Extraits d'un jeu de données:
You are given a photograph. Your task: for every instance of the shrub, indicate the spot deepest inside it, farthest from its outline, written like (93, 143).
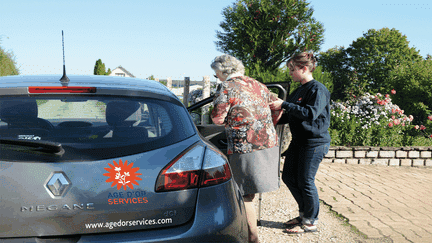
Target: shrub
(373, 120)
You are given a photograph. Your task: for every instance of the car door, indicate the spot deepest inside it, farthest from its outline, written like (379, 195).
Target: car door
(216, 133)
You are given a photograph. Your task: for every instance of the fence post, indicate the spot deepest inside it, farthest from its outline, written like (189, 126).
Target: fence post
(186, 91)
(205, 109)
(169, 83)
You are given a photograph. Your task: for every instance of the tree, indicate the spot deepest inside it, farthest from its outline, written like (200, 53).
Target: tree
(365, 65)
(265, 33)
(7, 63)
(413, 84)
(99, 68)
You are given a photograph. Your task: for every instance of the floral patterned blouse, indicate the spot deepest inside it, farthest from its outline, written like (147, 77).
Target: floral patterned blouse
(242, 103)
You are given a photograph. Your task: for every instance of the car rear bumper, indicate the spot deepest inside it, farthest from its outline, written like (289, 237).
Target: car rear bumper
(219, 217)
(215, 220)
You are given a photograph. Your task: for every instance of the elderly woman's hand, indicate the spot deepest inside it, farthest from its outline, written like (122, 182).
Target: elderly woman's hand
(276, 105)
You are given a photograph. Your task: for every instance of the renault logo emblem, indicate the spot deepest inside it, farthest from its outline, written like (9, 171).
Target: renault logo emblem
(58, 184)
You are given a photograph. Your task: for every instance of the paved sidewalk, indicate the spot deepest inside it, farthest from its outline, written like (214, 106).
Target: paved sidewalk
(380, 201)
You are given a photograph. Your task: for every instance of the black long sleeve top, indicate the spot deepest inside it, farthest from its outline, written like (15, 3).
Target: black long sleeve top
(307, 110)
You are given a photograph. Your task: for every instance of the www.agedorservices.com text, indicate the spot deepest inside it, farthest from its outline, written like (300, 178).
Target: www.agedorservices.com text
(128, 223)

==

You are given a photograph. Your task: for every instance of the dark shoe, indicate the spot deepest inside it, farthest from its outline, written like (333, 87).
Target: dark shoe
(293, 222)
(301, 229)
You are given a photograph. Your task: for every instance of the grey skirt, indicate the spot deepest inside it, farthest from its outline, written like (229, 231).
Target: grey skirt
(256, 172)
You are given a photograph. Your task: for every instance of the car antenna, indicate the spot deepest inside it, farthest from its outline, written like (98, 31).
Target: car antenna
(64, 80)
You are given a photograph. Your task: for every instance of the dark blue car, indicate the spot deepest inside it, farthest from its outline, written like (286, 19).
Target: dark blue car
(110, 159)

--

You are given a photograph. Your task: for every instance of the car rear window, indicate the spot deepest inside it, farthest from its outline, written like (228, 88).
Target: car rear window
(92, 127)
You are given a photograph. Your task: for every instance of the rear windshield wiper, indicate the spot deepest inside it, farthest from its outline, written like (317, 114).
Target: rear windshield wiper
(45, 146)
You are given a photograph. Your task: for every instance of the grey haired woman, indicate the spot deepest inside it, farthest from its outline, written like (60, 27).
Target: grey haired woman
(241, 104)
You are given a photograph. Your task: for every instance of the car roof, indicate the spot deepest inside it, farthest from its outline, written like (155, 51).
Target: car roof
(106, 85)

### [Objectif visé]
Dénombrez les lignes ci-dessus où figure la chaîne « renault ». Donnez seulement ce nombre.

### [Réponse attendue]
2